GOAL » Scale the lines that begin at the one with "Where is the rippled water located?" and end after the one with "[245,164,256,198]". Write each line again, requests included, with every bounding box coordinate in the answers multiplied by 0.9 and rounded to a whole number, halves up.

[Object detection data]
========================================================================

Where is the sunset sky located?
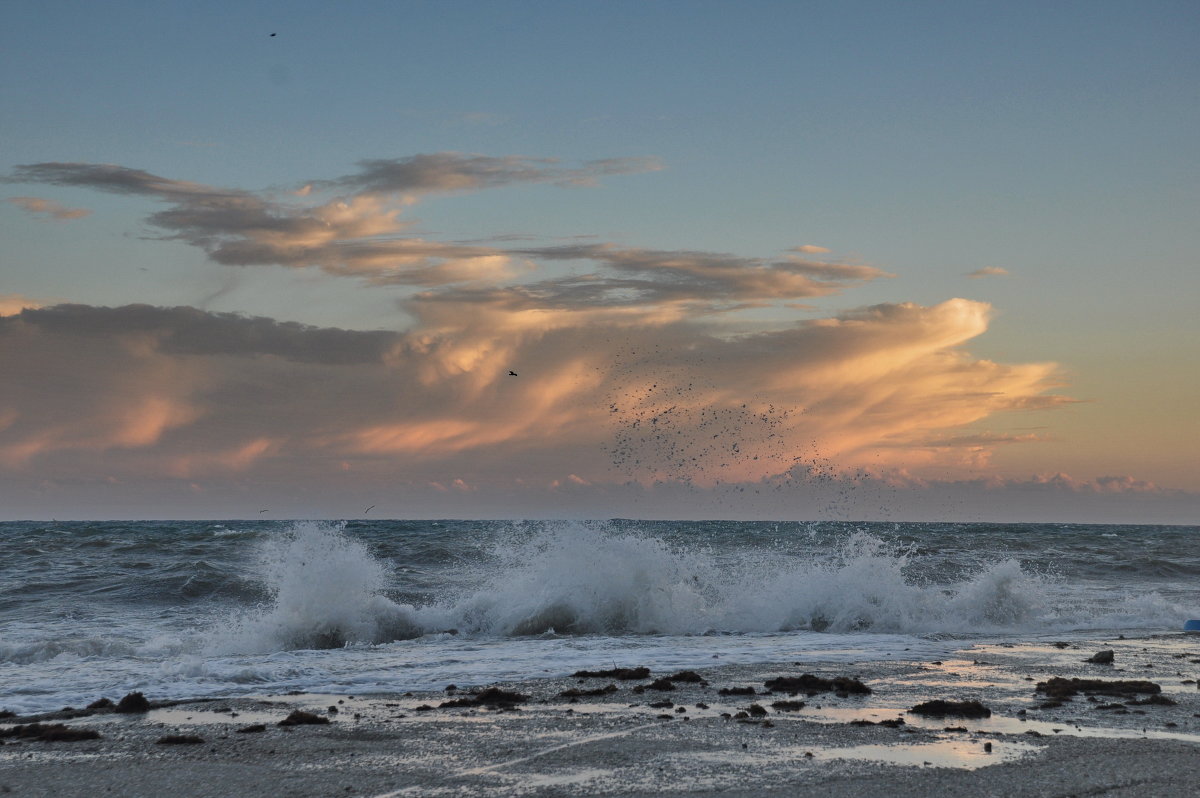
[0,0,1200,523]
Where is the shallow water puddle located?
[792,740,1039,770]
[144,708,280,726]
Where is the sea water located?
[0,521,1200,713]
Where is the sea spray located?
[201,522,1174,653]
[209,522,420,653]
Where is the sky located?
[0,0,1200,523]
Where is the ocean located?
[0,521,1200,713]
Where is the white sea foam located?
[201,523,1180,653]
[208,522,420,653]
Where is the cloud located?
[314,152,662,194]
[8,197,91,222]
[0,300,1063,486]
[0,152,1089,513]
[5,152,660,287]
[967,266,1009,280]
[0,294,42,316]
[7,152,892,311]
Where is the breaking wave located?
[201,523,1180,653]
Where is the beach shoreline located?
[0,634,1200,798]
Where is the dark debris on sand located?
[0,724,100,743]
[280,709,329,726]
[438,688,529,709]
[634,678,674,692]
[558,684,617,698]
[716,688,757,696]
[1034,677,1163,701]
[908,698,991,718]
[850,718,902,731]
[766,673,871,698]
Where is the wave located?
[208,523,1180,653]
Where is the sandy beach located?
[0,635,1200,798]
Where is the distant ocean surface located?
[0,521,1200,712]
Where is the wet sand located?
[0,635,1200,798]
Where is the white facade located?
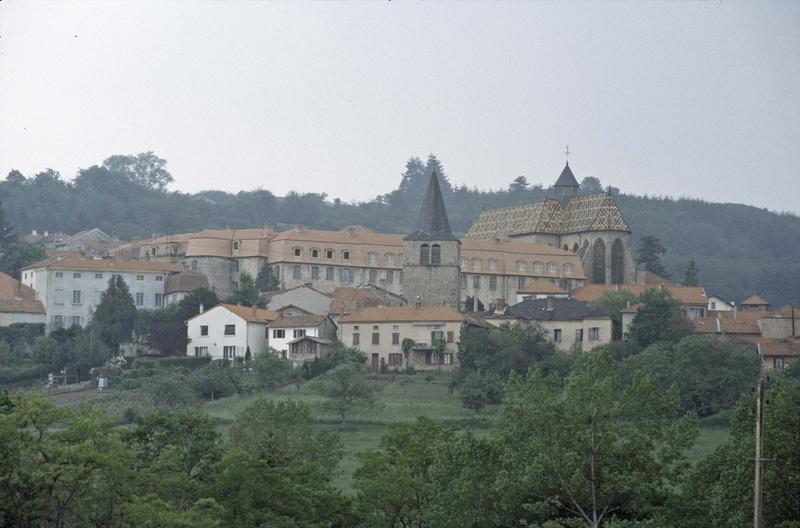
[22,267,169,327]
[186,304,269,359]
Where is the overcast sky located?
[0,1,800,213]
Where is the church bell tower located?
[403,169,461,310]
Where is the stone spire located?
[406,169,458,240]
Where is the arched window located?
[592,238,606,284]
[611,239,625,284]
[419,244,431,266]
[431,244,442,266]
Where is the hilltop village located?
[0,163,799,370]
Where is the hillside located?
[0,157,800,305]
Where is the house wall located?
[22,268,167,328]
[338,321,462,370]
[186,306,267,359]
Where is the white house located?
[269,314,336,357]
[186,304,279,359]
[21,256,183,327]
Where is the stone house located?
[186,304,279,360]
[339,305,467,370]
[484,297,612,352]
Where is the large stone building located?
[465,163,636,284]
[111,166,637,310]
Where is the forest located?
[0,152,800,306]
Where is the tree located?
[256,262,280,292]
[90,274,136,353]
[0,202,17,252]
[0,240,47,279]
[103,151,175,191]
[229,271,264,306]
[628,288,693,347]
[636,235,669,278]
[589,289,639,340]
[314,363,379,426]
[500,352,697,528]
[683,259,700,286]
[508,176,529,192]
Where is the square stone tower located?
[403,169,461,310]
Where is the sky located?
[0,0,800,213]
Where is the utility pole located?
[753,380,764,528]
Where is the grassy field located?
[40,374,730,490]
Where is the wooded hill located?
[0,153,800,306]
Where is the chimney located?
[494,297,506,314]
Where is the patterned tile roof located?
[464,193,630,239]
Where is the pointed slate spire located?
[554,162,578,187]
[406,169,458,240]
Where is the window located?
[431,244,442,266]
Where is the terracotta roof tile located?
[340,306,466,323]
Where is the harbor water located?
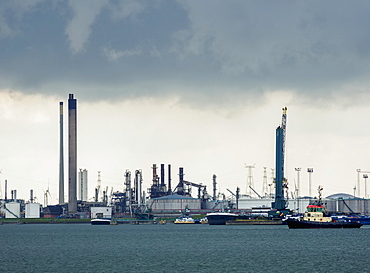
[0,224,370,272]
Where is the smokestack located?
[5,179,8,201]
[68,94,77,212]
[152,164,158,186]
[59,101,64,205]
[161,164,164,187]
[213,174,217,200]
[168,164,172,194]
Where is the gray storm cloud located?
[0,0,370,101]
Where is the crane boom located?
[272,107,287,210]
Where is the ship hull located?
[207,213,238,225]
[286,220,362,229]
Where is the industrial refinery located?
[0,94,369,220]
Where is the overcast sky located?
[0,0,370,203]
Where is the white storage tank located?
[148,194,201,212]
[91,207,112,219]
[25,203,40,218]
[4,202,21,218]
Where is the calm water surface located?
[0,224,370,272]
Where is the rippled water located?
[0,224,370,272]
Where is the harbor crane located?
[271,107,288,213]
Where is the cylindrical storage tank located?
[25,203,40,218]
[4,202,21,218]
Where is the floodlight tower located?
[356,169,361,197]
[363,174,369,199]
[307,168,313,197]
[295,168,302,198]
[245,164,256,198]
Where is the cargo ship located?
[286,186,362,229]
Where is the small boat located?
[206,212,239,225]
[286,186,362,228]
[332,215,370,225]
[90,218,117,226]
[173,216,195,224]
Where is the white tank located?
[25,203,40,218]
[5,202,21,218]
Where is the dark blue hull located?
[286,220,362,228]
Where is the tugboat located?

========================================================================

RESPONSE »
Where is the rippled water located?
[0,202,333,245]
Where is the harbor crane located?
[244,96,259,192]
Where is the cylindrical storage tank located?
[23,183,36,196]
[4,182,19,196]
Where is the floodlight tower located?
[320,152,325,177]
[327,157,332,179]
[276,151,282,177]
[266,151,272,178]
[221,148,230,178]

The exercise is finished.